Items from a dataset

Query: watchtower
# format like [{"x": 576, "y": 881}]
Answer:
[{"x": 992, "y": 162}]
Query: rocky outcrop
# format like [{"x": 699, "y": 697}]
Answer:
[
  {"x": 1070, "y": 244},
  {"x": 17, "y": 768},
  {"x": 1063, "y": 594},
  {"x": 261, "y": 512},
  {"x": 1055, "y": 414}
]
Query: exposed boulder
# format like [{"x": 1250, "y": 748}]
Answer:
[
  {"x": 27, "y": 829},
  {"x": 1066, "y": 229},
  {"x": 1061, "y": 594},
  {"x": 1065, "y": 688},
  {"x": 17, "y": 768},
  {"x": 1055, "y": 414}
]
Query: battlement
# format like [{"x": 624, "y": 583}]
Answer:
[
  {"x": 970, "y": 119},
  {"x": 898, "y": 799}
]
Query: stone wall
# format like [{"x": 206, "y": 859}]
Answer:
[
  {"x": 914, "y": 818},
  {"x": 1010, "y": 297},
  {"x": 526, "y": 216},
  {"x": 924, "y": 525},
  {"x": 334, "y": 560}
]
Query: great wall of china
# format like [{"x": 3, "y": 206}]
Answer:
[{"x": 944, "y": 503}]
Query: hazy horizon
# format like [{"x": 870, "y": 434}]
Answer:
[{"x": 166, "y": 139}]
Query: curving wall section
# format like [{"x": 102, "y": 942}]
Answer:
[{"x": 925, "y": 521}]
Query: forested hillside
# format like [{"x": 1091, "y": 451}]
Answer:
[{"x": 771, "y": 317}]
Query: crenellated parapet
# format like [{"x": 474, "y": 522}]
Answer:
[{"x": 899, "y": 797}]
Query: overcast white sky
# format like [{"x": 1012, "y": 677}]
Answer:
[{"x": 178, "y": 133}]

> **Problem**
Extract every row above line for line, keeping each character unchanged.

> **Answer to the task**
Query: watchtower
# format like [{"x": 576, "y": 881}]
Answer:
[{"x": 992, "y": 162}]
Query: rocky outcrop
# format like [{"x": 699, "y": 697}]
Answer:
[
  {"x": 1070, "y": 244},
  {"x": 17, "y": 768},
  {"x": 1063, "y": 594},
  {"x": 261, "y": 512},
  {"x": 1055, "y": 414}
]
Query: exposed boulder
# format like [{"x": 1250, "y": 748}]
Answer:
[
  {"x": 27, "y": 829},
  {"x": 1066, "y": 229},
  {"x": 1061, "y": 594},
  {"x": 1065, "y": 688},
  {"x": 17, "y": 768},
  {"x": 1055, "y": 414}
]
Query: battlement
# format like [{"x": 624, "y": 583}]
Answer:
[
  {"x": 970, "y": 119},
  {"x": 898, "y": 799}
]
Query: stone wall
# format like [{"x": 206, "y": 859}]
Answer:
[
  {"x": 914, "y": 818},
  {"x": 1010, "y": 297},
  {"x": 526, "y": 216},
  {"x": 924, "y": 525},
  {"x": 334, "y": 560}
]
Query: great wall of china
# format like [{"x": 3, "y": 206}]
Answer:
[{"x": 944, "y": 503}]
Query: hazy horizon
# format like [{"x": 870, "y": 434}]
Answer:
[{"x": 166, "y": 139}]
Query: curving wall section
# format like [{"x": 102, "y": 942}]
Answer:
[{"x": 925, "y": 521}]
Query: forested hillside
# format like [{"x": 1091, "y": 451}]
Answer:
[{"x": 771, "y": 317}]
Query: crenellated parapet
# format like [{"x": 474, "y": 522}]
Answer:
[{"x": 899, "y": 797}]
Query: overcast white sky
# format like [{"x": 1012, "y": 677}]
Answer:
[{"x": 178, "y": 133}]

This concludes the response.